= Document text =
How do I create a custom regex for medical record numbers?

To create a custom regex for Medical Record Numbers (MRNs), you need to define a Custom Data Type in the Spirion Console.

Because MRN formats vary significantly between healthcare providers (for example, Epic vs. Cerner vs. legacy systems), a custom RegEx is the most accurate way to detect them.

Step 1: Define the Pattern

First, identify the exact structure of your MRNs.

  • Example A (Simple Numeric): 12345678 (8 digits)
    • Regex: \b\d{8}\b
  • Example B (Alphanumeric with Prefix): MRN-12345
    • Regex: \bMRN-\d{5}\b
  • Example C (Complex): AB-123-45
    • Regex: \b[A-Z]{2}-\d{3}-\d{2}\b

Step 2: Create the Custom Data Type in the Console

Procedure:

  1. From the left-side navigation menu navigate to Settings > Global Data Types > CUSTOM DATA TYPES tab.
  2. Click Actions > Add Custom Data Type.
  3. Select Regular Expression from the drop-down menu.
  4. Name: Give it a clear name like Custom MRN - [Hospital Name].

= Exercise 1 =
In the guide on regex for medical record numbers, what regular expression is given for the alphanumeric format with a prefix, MRN-12345?
= Exercise 2 =
Write the next part of the guide on regex for medical record numbers, picking up after its last step.
The records after this text are separate material, unrelated to the guide on regex for medical record numbers.

= Supplied material =
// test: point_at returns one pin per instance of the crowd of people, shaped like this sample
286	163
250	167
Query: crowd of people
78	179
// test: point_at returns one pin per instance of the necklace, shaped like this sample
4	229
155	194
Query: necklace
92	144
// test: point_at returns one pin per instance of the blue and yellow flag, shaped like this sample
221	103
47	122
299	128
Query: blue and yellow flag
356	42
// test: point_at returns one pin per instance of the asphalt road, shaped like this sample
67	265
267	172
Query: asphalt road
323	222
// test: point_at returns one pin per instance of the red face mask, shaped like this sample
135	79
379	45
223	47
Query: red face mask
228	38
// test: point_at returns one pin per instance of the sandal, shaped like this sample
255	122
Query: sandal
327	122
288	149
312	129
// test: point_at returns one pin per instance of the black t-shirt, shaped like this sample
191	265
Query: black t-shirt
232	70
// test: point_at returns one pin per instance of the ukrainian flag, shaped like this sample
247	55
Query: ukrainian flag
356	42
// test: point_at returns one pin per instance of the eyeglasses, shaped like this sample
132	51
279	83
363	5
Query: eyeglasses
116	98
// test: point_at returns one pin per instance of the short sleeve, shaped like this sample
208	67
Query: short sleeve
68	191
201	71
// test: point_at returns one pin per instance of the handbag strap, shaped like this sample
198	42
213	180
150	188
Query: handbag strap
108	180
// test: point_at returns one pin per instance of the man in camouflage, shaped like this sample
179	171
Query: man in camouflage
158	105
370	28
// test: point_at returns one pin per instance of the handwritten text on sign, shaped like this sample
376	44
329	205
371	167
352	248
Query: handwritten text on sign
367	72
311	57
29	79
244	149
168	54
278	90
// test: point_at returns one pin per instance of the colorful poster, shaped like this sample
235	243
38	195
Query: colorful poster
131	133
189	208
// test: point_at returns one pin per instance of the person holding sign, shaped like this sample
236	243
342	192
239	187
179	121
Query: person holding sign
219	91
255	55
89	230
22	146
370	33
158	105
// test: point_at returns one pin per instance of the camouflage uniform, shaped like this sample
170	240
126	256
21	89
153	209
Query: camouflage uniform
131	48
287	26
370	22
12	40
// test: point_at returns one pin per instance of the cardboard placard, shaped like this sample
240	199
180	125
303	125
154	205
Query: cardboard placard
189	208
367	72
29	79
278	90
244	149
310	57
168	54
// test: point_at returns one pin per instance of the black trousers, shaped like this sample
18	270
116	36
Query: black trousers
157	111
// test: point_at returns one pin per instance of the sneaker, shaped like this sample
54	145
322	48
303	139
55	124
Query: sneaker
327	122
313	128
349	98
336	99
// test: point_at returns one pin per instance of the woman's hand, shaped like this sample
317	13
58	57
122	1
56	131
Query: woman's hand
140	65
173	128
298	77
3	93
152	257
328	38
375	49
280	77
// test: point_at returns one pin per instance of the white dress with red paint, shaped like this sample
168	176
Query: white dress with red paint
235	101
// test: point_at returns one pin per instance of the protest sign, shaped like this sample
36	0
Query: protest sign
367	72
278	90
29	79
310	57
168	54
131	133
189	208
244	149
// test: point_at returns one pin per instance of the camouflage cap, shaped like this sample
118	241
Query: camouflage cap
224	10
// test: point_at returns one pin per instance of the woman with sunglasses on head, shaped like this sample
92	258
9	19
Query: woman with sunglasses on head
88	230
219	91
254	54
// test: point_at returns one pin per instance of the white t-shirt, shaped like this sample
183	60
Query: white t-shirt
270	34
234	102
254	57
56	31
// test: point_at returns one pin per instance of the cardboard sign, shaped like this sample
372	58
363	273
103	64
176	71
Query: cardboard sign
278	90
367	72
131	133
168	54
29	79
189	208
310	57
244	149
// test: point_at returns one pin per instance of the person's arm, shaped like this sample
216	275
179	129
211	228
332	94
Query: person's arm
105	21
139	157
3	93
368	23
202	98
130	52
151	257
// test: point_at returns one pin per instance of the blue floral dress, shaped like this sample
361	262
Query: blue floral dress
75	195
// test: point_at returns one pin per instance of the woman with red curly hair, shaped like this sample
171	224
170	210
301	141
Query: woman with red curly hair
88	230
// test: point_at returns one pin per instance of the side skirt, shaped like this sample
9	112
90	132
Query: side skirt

= Written answer 1 =
\bMRN-\d{5}\b

= Written answer 2 =
  5. Regex Pattern: Enter your pattern (for example, \b\d{8}\b).
    • Tip: Always use \b (word boundaries) at the start and end to prevent matching a 8-digit string that is actually part of a longer number (like a phone number).
  6. Validation (Optional but Recommended):
    • If your MRN has a checksum, you can use a SearchAPI script for advanced validation.
    • Otherwise, rely on Keywords (see Step 3).

Step 3: Add Context with Keywords (Reduce False Positives)

A 8-digit number regex will match everything—dates, serial numbers, and parts of zip codes. You must add keywords to ensure accuracy.

  1. In the same Custom Data Type definition, look for the Keywords section.
  2. Add terms such as the following: MRN, Medical Record, Patient ID, Patient Number, Chart Number.
  3. Set the Proximity: Require one of these keywords to be within 50 to 100 characters of the RegEx match.

Step 4: Test and Deploy

  1. Test: Use the "Test Regex" tool in the console (if available) or run a scan against a single test file containing known MRNs.
  2. Add to Policy: Go to your Scan Policy, navigate to Sensitive Data Types, and check the box for your new Custom MRN type.
  3. Run Scan: Execute the scan and review the Match Evidence to ensure it is picking up the MRNs correctly without too much noise.


Best Practice: The "SDD" Upgrade

Once your regex is working, wrap it in a Sensitive Data Definition (SDD).

  • Create a Sensitive Data Definition called "Confirmed PHI".
  • Logic: (Custom MRN Regex) NEAR (Patient Name AnyFind).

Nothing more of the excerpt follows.